### Selected text
((

The Russian ruble continued to trade near 6-month low hit last week as crude oil prices remained weak on worries over recovery in fuel demand and an increase in the US crude oil stock piles. The most watched Brent crude declined over 1% to less than $42 per barrel.
Furthermore, Russian President Vladimir Putin stated that Moscow was worried by political uncertainty in Kyrgyzstan and expected stability to return quickly. In the meanwhile, investors wait for the Treasury bond auctions conducted by the finance ministry. In general, demand for OFZ bonds reflects investors’ view about Russian assets.
The currency remains under pressure due to political risks associated with issue in Belarus, alleged poisoning of Alexei Navalny, battle in South Caucasus region and increasing cases of Covid-19 infection.
Several main indicators of economic activity continue to present a gloomy picture. The IHS Markit reported that the country’s Services PMI fell to 53.70 in September, from 58.20 in the earlier month, reflecting a slowdown in business activity. Despite remaining robust, fresh orders growth rate hit a three month low, while overseas orders decreased for the seventh consecutive month.
Mirroring the weakness, firms slashed their employee count against the backdrop of weak capacity utilization. With regards to price, input cost inflation remained unaltered as increase in utility and supplier costs was offset by negative impact of exchange rate.

))

### Task list
1. In the ruble market report, what was Russia's Services PMI in September?
2. Continue the ruble market report from the point where it stops.

### Dataset content
((

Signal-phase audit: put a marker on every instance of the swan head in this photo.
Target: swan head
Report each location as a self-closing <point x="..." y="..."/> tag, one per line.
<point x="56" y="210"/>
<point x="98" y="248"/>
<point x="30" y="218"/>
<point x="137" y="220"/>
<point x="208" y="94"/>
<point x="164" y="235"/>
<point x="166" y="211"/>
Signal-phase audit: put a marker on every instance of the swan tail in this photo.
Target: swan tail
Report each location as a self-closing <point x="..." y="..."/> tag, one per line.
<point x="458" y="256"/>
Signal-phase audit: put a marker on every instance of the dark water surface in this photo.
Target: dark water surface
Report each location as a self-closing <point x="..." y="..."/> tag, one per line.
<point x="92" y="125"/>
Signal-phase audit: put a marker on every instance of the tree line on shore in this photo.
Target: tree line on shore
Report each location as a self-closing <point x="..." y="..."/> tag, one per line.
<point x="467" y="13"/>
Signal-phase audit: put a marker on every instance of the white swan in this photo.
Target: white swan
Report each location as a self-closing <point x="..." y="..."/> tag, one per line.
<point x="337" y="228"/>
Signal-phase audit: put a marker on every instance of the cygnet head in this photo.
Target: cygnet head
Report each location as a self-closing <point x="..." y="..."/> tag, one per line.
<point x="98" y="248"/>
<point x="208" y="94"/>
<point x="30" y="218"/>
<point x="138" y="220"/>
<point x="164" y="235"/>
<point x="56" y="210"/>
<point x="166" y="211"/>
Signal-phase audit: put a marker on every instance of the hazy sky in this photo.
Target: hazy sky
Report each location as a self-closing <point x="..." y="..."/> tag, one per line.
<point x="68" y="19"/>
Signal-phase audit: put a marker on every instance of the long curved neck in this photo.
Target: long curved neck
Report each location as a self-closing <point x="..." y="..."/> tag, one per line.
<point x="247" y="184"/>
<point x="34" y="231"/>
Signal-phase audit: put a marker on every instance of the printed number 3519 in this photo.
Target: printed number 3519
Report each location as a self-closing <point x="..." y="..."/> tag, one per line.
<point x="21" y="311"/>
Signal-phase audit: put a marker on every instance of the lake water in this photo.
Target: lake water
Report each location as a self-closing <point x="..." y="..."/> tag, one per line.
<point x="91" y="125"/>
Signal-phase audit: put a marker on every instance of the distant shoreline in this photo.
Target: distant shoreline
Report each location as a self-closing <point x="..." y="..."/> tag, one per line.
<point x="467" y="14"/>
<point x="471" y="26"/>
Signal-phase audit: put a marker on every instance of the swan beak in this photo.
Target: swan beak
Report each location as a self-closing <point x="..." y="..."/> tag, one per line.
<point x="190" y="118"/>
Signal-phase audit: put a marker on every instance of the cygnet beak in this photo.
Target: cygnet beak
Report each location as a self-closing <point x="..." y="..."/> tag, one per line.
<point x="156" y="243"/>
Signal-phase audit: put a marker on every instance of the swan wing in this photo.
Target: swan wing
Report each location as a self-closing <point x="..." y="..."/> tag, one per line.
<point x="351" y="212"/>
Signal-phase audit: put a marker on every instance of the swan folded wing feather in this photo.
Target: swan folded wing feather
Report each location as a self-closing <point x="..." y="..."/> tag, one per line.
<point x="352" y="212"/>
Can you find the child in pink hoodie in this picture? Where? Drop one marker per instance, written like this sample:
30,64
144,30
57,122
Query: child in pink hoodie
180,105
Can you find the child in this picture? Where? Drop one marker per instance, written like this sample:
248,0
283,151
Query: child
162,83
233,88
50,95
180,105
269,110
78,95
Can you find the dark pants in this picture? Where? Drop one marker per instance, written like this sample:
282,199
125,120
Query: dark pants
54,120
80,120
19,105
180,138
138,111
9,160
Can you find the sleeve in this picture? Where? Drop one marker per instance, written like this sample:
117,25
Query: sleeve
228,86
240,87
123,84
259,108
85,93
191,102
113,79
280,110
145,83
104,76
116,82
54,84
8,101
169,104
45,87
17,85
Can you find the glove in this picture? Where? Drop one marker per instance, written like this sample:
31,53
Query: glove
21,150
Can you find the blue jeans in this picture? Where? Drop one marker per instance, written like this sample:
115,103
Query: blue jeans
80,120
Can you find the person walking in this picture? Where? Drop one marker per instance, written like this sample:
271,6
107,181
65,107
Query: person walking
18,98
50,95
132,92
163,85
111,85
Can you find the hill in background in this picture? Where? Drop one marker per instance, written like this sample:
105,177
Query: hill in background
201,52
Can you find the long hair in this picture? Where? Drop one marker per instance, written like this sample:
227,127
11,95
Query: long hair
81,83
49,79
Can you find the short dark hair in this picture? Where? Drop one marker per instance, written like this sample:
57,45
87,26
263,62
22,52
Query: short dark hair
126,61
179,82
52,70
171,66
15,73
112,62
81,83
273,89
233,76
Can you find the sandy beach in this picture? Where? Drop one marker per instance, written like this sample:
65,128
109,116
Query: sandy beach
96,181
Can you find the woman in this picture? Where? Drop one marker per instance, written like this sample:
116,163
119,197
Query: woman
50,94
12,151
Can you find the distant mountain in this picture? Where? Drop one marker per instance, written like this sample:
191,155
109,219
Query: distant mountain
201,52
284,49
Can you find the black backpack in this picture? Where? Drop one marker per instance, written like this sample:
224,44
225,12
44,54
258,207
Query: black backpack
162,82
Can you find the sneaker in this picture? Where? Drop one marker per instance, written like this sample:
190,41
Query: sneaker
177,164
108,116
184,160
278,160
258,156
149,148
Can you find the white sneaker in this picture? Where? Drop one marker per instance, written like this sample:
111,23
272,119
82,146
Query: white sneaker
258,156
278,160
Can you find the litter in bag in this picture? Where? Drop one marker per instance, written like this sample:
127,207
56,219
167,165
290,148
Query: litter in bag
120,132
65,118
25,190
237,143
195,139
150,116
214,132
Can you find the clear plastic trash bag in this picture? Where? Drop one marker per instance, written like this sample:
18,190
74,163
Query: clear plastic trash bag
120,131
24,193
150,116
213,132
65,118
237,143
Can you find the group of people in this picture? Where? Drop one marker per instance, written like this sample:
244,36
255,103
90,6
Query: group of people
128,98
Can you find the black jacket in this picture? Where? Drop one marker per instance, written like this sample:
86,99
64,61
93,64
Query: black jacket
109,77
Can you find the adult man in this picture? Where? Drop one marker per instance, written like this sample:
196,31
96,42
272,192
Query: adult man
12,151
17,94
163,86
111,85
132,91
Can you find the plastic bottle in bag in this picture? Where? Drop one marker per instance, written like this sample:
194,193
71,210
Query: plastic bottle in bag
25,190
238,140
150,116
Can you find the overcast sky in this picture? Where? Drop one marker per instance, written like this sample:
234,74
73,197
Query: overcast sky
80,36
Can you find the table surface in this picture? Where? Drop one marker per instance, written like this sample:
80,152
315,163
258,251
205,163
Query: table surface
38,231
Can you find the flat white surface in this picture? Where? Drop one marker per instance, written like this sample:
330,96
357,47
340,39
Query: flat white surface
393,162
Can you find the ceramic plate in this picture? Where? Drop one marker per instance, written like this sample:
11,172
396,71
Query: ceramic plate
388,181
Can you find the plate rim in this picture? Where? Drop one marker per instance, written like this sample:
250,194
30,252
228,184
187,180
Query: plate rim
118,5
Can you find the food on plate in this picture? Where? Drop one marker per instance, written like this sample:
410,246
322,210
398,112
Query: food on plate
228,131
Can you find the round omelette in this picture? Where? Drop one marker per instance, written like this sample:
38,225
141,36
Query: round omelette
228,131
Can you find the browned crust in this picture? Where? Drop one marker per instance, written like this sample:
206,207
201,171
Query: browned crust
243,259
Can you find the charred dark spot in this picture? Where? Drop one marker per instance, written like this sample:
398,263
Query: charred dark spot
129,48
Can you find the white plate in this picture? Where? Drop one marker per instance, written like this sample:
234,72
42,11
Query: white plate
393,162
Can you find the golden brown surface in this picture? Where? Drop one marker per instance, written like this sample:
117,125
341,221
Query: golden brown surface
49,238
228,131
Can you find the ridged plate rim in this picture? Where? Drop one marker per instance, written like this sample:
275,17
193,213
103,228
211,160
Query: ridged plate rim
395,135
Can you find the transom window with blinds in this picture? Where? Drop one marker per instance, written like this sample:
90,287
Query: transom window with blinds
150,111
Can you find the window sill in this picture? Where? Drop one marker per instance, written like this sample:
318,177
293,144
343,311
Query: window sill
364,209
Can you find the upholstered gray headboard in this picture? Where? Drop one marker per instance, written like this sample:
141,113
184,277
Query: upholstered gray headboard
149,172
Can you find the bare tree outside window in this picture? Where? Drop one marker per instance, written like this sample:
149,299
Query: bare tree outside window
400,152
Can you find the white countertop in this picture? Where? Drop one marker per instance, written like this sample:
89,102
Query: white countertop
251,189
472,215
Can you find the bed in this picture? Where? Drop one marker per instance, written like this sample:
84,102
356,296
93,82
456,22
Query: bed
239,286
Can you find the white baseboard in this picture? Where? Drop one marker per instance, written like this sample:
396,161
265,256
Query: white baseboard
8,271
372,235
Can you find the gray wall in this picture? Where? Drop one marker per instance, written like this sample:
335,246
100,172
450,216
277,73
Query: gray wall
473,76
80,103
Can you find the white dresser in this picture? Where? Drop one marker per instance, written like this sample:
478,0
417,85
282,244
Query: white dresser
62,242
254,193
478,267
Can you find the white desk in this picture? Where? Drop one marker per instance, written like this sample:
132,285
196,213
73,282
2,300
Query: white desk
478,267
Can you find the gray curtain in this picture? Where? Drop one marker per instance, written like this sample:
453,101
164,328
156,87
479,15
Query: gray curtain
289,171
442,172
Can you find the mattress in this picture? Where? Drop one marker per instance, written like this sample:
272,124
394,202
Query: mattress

))

### Per-task outputs
1. It fell to 53.70, from 58.20 in the earlier month.

2.
On the contrary, output costs rose in a solid manner and at the quickest rate since March. Ultimately, business sentiment declined to a three month low against the backdrop of worries about the permanence of economic rebound.
Data published by the IHS Markit indicated that manufacturing PMI fell to 48.90 in September, from 51.10 in August. The resumption of contraction was robust as a whole and the quickest since June. In the meanwhile, output increased at the second fastest rate since April 2019 as firms’ restarted business following the relaxation of prohibition.
During the same period, employment declined further against the backdrop of a decrease in fresh order inflows. With regards to price, the pace of output cost inflation remained robust as a whole and the quickest in four months.
Input costs inflation declined mildly. Sentiment eased to the lowest level in four months and below the long-term average of the series, nevertheless, as subdued fresh order inflows affected the sentiment.
However, not all data was bad. The annual inflation rate increased to 3.7% in August, from 3.6% in July and in line with economists’ forecasts, though staying marginally lower than the central bank’s target of 4%.
The reported inflation was the highest since October 2019, led by 4.4% increase in price of food products and 3.8% rise in non-food products. However, services inflation eased to 2.5%, from 2.7%. On m-o-m basis, consumer prices declined 0.1%, after rising 0.4% in July and compared to expectations for an unchanged reading.